*** Begin section ***

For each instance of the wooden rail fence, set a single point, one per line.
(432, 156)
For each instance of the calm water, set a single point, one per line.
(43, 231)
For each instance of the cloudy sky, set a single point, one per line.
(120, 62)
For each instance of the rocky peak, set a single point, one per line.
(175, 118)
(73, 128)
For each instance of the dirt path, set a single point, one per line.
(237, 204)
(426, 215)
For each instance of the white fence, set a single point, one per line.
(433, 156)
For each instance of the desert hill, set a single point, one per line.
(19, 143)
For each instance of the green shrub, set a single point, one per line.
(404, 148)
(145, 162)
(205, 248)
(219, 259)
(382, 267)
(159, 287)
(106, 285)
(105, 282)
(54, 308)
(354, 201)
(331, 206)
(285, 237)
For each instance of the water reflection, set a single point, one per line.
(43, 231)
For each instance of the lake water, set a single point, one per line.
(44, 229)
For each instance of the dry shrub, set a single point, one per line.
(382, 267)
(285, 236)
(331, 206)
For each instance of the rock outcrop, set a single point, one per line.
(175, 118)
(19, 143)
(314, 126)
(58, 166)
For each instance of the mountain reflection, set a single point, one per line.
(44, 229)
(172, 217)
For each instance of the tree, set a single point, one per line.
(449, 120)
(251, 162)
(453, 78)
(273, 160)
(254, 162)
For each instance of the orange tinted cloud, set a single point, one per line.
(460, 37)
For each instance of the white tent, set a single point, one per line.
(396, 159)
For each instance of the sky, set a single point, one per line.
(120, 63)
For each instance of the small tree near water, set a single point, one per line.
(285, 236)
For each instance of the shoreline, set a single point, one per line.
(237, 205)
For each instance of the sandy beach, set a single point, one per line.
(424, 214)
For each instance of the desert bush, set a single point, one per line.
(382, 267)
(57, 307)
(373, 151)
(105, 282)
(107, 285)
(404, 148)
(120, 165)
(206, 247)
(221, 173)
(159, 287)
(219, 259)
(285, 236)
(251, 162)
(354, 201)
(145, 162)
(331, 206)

*** End section ***

● **WHAT IS NEEDED**: All entries given above are to be printed again exactly.

● **REPLY**:
For each instance of the wooden rail fence, set a single point, one per line.
(432, 156)
For each instance of the calm water, set a single point, one per line.
(43, 231)
For each instance of the cloudy sky, set a single point, one per line.
(120, 62)
For each instance of the rocky peak, set a single point, one per line.
(175, 118)
(73, 128)
For each instance of the dirt path, set a single point, one per line.
(237, 204)
(426, 215)
For each instance of the white fence, set a single point, one per line.
(433, 156)
For each instance of the desert hill, set a single point, one per line.
(19, 143)
For each instance of the green shrub, set a single point, one per line.
(404, 148)
(145, 162)
(205, 248)
(219, 259)
(382, 267)
(159, 287)
(106, 285)
(105, 282)
(54, 308)
(354, 201)
(331, 206)
(285, 237)
For each instance of the water reflection, set a single point, one per line.
(43, 231)
For each instance of the lake water, set a single point, one per line.
(44, 229)
For each instance of the dry shrub, set a single point, one per line.
(382, 267)
(285, 236)
(331, 206)
For each instance of the rock outcrop, set a single point, one per line.
(175, 118)
(19, 143)
(314, 126)
(58, 166)
For each instance of the mountain reflection, set a single point, one per line.
(44, 229)
(172, 217)
For each instance of the tree, set a single point, one per line.
(449, 120)
(251, 162)
(453, 78)
(273, 160)
(254, 162)
For each instance of the orange tinted cloud, set a single point, one per line.
(460, 37)
For each instance of the white tent, set a single point, one per line.
(396, 159)
For each instance of the sky, set a single point, one per line.
(120, 63)
For each instance of the small tree near water, set a single point, one per line.
(285, 236)
For each instance of the shoreline, set a single point, one per line.
(237, 205)
For each instance of the sandy beach, set a single point, one per line.
(424, 214)
For each instance of the desert bush, set a single point, one per line.
(382, 267)
(57, 307)
(373, 151)
(105, 282)
(107, 285)
(404, 148)
(120, 165)
(206, 247)
(221, 173)
(159, 287)
(219, 259)
(285, 236)
(251, 162)
(354, 201)
(145, 162)
(331, 206)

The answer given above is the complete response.